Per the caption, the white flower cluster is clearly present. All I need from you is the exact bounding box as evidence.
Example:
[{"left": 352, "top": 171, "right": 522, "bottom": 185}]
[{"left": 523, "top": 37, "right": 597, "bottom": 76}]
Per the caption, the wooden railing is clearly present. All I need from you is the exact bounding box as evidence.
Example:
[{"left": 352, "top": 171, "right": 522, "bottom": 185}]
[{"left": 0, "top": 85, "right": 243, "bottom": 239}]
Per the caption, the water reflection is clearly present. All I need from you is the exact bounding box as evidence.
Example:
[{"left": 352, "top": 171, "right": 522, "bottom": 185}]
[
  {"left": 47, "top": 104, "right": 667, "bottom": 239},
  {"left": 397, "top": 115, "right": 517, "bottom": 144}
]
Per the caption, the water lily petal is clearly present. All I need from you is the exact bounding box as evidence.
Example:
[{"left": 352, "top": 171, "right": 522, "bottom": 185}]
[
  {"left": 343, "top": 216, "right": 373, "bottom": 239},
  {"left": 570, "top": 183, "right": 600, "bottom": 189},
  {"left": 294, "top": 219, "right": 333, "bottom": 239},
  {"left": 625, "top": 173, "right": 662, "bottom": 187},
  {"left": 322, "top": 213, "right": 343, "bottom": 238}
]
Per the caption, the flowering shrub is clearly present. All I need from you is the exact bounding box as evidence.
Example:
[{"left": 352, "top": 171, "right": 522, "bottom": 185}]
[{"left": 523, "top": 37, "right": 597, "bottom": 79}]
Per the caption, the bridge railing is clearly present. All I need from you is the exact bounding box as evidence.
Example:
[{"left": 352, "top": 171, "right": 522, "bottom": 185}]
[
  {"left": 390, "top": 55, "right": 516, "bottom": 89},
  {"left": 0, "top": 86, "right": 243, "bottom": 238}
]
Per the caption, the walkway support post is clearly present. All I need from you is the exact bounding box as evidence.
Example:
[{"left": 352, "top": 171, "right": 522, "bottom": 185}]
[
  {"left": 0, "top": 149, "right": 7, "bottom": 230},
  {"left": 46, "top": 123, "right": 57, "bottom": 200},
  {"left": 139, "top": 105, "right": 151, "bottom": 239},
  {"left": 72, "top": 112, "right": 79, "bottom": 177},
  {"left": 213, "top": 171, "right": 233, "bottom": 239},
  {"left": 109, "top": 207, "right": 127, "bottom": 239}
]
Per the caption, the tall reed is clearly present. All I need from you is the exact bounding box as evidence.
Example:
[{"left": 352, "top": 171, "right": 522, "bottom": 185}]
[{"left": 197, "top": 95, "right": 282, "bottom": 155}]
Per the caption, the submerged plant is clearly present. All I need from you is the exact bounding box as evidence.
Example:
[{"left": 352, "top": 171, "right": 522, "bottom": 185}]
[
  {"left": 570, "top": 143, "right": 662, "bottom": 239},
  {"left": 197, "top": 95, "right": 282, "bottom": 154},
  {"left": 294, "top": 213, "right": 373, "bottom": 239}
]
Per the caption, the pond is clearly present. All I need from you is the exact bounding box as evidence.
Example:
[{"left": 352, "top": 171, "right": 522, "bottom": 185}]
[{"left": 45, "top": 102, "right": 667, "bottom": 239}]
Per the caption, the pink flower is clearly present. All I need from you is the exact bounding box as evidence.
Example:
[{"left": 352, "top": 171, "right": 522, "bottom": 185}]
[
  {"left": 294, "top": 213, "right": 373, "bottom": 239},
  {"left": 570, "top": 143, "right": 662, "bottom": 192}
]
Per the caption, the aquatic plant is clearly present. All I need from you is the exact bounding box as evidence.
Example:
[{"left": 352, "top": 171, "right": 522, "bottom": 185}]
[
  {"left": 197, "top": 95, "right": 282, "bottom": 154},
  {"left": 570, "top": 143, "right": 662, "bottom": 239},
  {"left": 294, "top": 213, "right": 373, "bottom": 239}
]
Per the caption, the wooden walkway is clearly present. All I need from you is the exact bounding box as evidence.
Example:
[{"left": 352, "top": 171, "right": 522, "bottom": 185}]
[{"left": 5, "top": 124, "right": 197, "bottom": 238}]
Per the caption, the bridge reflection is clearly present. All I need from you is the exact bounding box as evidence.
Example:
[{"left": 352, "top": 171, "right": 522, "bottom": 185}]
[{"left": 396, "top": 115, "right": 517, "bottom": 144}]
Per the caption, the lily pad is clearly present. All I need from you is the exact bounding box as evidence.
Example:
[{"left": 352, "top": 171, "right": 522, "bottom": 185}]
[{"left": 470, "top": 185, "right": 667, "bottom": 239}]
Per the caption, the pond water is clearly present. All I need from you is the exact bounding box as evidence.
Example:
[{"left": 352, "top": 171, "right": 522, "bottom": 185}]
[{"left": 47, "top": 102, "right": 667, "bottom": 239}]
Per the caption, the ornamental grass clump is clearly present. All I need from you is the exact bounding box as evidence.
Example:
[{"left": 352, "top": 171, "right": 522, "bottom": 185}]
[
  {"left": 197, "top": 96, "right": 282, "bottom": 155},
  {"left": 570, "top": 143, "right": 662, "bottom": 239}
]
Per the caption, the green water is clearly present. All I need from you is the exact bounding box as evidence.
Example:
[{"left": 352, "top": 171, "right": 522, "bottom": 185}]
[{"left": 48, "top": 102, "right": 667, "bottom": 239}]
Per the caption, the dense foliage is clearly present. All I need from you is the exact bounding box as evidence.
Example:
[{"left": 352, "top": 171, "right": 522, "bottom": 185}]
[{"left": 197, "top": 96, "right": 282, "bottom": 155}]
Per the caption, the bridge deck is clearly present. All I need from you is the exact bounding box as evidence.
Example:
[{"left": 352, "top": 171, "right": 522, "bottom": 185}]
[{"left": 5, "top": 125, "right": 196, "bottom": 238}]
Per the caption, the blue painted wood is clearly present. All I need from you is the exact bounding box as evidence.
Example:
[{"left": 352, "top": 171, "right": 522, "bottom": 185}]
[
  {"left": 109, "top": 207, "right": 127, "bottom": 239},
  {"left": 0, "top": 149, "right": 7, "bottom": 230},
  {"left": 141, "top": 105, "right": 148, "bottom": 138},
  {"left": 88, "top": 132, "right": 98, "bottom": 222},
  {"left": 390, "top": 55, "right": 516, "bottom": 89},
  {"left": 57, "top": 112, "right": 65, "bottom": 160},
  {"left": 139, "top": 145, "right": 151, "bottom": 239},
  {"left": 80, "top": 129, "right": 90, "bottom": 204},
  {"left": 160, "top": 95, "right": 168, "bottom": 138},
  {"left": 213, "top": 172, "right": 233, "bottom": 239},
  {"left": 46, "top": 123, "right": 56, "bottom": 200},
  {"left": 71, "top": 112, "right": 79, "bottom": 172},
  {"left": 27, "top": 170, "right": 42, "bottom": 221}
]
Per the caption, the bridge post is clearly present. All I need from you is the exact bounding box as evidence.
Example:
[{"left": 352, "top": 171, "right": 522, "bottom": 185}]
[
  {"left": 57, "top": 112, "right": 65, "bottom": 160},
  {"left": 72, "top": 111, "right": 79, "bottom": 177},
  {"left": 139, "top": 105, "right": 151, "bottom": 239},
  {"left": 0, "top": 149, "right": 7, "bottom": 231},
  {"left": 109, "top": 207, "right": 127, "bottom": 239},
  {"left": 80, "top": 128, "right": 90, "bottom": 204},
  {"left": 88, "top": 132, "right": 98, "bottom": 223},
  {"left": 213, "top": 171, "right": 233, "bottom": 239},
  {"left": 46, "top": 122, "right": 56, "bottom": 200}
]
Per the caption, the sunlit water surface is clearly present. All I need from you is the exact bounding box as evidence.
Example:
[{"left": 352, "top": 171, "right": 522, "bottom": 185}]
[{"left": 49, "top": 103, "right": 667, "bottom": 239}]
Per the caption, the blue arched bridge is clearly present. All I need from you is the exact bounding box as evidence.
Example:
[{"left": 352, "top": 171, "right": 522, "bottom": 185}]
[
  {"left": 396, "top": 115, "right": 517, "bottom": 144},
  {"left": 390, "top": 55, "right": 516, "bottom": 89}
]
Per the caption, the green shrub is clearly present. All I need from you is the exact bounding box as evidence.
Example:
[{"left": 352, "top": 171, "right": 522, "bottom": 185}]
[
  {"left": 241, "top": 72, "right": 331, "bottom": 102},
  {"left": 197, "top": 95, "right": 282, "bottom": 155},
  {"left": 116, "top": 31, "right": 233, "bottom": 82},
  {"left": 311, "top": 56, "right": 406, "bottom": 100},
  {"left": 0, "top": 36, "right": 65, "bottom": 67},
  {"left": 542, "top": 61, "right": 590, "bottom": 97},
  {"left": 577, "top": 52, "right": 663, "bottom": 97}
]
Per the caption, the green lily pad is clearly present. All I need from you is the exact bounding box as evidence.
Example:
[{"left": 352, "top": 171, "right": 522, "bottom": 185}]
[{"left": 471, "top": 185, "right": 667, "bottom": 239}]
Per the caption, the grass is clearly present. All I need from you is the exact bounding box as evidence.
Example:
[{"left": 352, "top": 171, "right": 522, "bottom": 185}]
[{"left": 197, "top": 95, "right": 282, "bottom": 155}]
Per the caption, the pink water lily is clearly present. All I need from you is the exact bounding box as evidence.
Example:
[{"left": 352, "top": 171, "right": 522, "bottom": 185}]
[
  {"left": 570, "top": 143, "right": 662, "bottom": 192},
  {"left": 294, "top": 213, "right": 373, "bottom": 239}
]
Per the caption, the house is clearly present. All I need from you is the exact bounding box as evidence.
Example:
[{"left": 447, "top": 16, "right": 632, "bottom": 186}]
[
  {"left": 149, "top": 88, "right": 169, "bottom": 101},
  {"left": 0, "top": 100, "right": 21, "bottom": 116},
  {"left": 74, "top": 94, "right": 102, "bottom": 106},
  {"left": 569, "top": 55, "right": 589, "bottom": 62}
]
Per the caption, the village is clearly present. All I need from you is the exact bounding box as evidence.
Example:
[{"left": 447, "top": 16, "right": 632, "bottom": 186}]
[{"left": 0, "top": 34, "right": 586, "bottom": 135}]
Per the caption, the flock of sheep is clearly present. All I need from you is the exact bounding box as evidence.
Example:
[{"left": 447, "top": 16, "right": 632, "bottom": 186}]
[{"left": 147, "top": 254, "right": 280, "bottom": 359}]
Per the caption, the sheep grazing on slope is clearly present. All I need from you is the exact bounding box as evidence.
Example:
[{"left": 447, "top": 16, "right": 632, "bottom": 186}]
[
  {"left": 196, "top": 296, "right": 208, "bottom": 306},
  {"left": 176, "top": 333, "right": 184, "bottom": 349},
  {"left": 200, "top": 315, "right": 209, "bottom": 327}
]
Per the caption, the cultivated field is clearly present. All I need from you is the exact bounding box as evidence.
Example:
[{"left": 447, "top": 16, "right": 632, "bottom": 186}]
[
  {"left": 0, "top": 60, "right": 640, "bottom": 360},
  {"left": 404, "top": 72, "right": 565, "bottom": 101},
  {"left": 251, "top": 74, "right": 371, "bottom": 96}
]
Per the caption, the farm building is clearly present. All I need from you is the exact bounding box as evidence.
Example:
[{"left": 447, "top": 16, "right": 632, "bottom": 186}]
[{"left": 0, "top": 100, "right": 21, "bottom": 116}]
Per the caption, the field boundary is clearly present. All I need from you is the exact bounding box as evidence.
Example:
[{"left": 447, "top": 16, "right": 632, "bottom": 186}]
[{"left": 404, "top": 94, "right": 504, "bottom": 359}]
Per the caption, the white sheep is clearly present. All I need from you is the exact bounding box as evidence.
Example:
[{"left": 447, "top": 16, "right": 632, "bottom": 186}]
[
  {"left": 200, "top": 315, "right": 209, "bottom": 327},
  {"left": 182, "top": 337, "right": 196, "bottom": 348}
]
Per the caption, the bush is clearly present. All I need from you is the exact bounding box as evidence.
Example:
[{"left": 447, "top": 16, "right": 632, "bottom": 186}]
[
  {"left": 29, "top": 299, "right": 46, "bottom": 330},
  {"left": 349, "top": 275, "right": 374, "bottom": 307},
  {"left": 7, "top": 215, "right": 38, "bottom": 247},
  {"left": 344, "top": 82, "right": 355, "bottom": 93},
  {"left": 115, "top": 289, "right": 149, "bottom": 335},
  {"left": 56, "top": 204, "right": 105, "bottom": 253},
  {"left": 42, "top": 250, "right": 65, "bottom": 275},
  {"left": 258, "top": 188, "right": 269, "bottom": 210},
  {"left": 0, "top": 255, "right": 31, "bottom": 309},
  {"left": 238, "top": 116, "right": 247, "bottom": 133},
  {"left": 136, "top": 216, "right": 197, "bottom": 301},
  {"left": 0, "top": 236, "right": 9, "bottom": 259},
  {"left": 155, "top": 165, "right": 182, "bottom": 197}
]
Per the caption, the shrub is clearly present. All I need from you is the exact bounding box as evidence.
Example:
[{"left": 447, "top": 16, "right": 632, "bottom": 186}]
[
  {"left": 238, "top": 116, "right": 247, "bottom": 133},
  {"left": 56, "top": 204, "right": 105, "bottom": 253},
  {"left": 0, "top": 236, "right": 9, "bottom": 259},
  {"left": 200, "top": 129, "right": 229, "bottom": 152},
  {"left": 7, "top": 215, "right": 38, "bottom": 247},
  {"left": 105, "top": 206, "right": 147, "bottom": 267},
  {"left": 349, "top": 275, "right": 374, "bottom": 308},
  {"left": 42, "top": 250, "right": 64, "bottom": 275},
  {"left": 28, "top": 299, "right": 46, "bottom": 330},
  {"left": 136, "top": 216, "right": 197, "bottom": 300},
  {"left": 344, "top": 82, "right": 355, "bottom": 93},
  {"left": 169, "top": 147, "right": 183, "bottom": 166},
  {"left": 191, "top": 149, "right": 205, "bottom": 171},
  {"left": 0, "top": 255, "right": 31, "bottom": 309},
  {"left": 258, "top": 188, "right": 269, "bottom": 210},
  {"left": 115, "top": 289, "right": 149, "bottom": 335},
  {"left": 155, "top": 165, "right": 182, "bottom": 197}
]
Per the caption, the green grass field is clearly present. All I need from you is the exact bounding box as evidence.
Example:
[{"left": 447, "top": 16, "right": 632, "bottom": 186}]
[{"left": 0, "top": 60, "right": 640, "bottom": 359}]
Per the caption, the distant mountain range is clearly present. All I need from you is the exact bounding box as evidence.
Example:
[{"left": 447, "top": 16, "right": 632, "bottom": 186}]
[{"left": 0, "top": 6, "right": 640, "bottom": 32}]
:::
__JOB__
Pick out every line of the data that contains the string "green", matching case exactly.

__WORKED SOLUTION__
Per the caption, the green water is clearly present. All I need from you is the exact bounding box as evidence.
Per the caption, the green shrub is clearly present. All I need from you is the exact bounding box as evidence.
Per the caption, the green lily pad is clearly present. All I need from you is the exact bounding box as evidence.
Per the caption, the green grass field is clearly present. All I need from you is the exact bounding box as evidence.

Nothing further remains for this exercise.